Extrait fourni:
○ ○ ○ ○ ○ ○ ○

Qu'y a-t-il qui ne doive être ma cause ! Avant tout la bonne cause, puis la cause de Dieu, la cause de l'humanité, de la vérité, de la liberté, de la justice, la cause de mon peuple, de mon prince, de ma patrie et jusqu'à celle de l'esprit et mille autres. Seule ma cause ne doit être jamais ma cause. « Anathème sur l'égoïste qui ne pense qu'à soi !»
— Voyons donc comment ils l'entendent, leur cause, ceux-là mêmes qui nous font travailler, nous abandonner, nous enthousiasmer pour elle.
Vous savez à merveille annoncer de Dieu maintes choses essentielles, tout le long du siècle vous avez « scruté les profondeurs de la divinité » et vous lui avez vu jusqu'au cœur, de sorte que vous pouvez parfaitement nous dire comment Dieu traite lui-même « la cause de Dieu » que nous avons pour mission de servir. D'ailleurs vous ne faites pas mystère des agissements du Seigneur. Maintenant, qu'est-ce que sa cause ? A-t-il, comme on l'exige de nous, fait sienne une cause étrangère, la cause de la vérité, de l'amour ? Cette incompréhension vous révolte et vous nous enseignez que certes la cause de Dieu est celle de la vérité et de l'amour, mais que cette cause ne peut lui être étrangère parce que Dieu est lui-même vérité et amour ; dire que Dieu favorise une cause étrangère comme la sienne propre, c'est l'égaler à nous, pauvres vers de terre ; cette supposition vous est insupportable. « Dieu embrasserait-il la cause de la vérité, s'il n'était lui-même la vérité ?» Il n'a souci que de sa cause. Mais nous, nous ne sommes pas tout dans tout, et notre cause est infiniment petite et méprisable ; c'est pourquoi nous devons servir « une cause plus haute ». — Maintenant, c'est clair, Dieu ne s'inquiète que de soi, ne s'occupe que de soi, ne pense qu'à soi, et n'a que soi en vue ; malheur à tout ce qui ne lui est pas très agréable. Il ne sert pas un plus haut et se borne à se satisfaire. Sa cause est une cause purement égoïste.

○ ○ ○ ○ ○ ○ ○

Liste des données:

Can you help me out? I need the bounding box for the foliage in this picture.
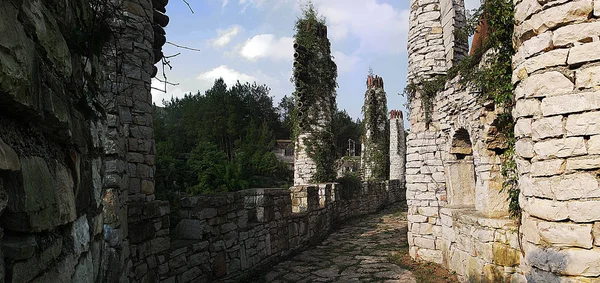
[291,3,337,183]
[335,172,362,199]
[404,0,520,217]
[331,109,363,160]
[362,76,390,180]
[154,79,291,198]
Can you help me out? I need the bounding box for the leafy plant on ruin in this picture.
[291,3,337,182]
[404,0,520,218]
[362,70,390,180]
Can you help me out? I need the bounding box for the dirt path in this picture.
[263,207,416,283]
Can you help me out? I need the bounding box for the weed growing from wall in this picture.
[404,0,521,218]
[291,4,337,183]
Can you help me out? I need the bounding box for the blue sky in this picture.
[152,0,479,121]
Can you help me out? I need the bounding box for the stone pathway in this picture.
[263,207,416,283]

○ ○ ○ ○ ○ ○ ○

Consignes:
(A) D'après l'extrait, de quoi Dieu a-t-il seulement souci ?
(B) Recopiez le passage de l'extrait qui commence aux mots « Qu'y a-t-il qui » et s'arrête après les mots « enthousiasmer pour elle. ».

Réponses données:
(A) Dieu n'a souci que de sa cause.

(B)
Qu'y a-t-il qui ne doive être ma cause ! Avant tout la bonne cause, puis la cause de Dieu, la cause de l'humanité, de la vérité, de la liberté, de la justice, la cause de mon peuple, de mon prince, de ma patrie et jusqu'à celle de l'esprit et mille autres. Seule ma cause ne doit être jamais ma cause. « Anathème sur l'égoïste qui ne pense qu'à soi !»
— Voyons donc comment ils l'entendent, leur cause, ceux-là mêmes qui nous font travailler, nous abandonner, nous enthousiasmer pour elle.